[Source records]

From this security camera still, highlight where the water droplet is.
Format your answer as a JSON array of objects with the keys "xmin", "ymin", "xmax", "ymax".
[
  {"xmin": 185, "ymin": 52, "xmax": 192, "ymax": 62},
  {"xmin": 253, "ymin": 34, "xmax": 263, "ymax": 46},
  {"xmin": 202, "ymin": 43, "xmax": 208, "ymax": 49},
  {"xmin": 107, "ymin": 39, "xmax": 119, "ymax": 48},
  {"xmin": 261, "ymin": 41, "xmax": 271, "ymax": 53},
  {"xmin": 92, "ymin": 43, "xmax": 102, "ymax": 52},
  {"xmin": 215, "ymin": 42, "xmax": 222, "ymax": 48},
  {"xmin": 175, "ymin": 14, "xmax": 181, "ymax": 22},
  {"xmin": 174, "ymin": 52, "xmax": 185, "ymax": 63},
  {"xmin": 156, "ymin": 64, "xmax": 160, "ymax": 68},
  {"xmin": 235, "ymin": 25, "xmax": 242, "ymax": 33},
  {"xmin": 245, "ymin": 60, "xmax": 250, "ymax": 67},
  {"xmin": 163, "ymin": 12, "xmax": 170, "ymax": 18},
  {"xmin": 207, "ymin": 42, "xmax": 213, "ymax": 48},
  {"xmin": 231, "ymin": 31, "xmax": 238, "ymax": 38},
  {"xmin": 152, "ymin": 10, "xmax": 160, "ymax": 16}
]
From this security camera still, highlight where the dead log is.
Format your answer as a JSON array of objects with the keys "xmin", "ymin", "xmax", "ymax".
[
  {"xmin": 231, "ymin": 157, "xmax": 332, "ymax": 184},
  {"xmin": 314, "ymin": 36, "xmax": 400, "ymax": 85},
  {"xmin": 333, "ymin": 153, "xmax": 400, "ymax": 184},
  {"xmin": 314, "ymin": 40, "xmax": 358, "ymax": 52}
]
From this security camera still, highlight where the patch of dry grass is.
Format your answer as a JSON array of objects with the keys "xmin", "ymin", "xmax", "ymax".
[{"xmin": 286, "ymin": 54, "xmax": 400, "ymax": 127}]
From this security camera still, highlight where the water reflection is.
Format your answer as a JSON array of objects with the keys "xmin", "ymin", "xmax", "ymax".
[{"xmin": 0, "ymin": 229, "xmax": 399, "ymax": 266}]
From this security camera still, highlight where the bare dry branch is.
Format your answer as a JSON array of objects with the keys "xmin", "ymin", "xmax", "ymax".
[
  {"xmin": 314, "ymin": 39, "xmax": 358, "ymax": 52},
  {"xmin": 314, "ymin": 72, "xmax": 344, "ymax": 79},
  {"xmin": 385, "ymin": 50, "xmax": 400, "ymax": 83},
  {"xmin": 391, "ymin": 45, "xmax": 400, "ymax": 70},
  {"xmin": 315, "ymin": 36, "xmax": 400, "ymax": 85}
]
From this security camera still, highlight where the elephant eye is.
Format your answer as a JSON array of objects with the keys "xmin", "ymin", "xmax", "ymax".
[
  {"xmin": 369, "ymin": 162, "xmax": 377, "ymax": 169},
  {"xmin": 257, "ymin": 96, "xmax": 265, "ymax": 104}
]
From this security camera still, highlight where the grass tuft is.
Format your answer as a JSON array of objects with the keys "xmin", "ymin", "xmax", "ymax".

◆ TASK DETAILS:
Each entry must be printed again exactly as given.

◆ EXPECTED OUTPUT:
From this security camera still, highlight where the water droplet is.
Format your answer as a JSON array of objects with the keys "xmin", "ymin", "xmax", "ymax".
[
  {"xmin": 185, "ymin": 52, "xmax": 192, "ymax": 62},
  {"xmin": 253, "ymin": 34, "xmax": 263, "ymax": 46},
  {"xmin": 202, "ymin": 43, "xmax": 208, "ymax": 49},
  {"xmin": 107, "ymin": 39, "xmax": 119, "ymax": 48},
  {"xmin": 261, "ymin": 41, "xmax": 271, "ymax": 53},
  {"xmin": 92, "ymin": 43, "xmax": 102, "ymax": 52},
  {"xmin": 215, "ymin": 42, "xmax": 222, "ymax": 48},
  {"xmin": 175, "ymin": 14, "xmax": 181, "ymax": 22},
  {"xmin": 174, "ymin": 52, "xmax": 185, "ymax": 63},
  {"xmin": 156, "ymin": 64, "xmax": 160, "ymax": 68},
  {"xmin": 235, "ymin": 25, "xmax": 242, "ymax": 33},
  {"xmin": 245, "ymin": 60, "xmax": 250, "ymax": 67},
  {"xmin": 163, "ymin": 12, "xmax": 170, "ymax": 18},
  {"xmin": 207, "ymin": 42, "xmax": 213, "ymax": 48},
  {"xmin": 231, "ymin": 31, "xmax": 238, "ymax": 38},
  {"xmin": 152, "ymin": 10, "xmax": 160, "ymax": 16}
]
From this security camera still, highlight where the dead log is.
Format your answer as a JSON array of objects with the keys "xmin", "ymin", "xmax", "ymax".
[
  {"xmin": 231, "ymin": 157, "xmax": 332, "ymax": 184},
  {"xmin": 314, "ymin": 36, "xmax": 400, "ymax": 85},
  {"xmin": 333, "ymin": 153, "xmax": 400, "ymax": 184},
  {"xmin": 314, "ymin": 40, "xmax": 358, "ymax": 52}
]
From this security camera still, highlight where the patch of dry grass is.
Format your answer as a JSON array of objects with the keys "xmin", "ymin", "xmax", "ymax".
[{"xmin": 286, "ymin": 54, "xmax": 400, "ymax": 127}]
From this security camera still, highlight where the water reflection is.
Format your answer as a JSON array of objects with the keys "xmin", "ymin", "xmax", "ymax".
[{"xmin": 0, "ymin": 229, "xmax": 399, "ymax": 266}]
From this security camera still, highlight where the bare dry branch is.
Format your answer as a JSON array of objects with the keys "xmin", "ymin", "xmax", "ymax".
[
  {"xmin": 314, "ymin": 39, "xmax": 358, "ymax": 52},
  {"xmin": 314, "ymin": 72, "xmax": 344, "ymax": 79},
  {"xmin": 385, "ymin": 50, "xmax": 400, "ymax": 83},
  {"xmin": 391, "ymin": 45, "xmax": 400, "ymax": 70},
  {"xmin": 315, "ymin": 36, "xmax": 400, "ymax": 85}
]
From this security camera still, highlight where the elephant eye is.
Format your answer as a JSON array of objects with the keys "xmin", "ymin", "xmax", "ymax".
[
  {"xmin": 369, "ymin": 162, "xmax": 377, "ymax": 169},
  {"xmin": 257, "ymin": 96, "xmax": 265, "ymax": 104}
]
From this security camera still, highlight where the grass tuft is.
Format your answer as a JSON array of objects with the keys "xmin", "ymin", "xmax", "ymax".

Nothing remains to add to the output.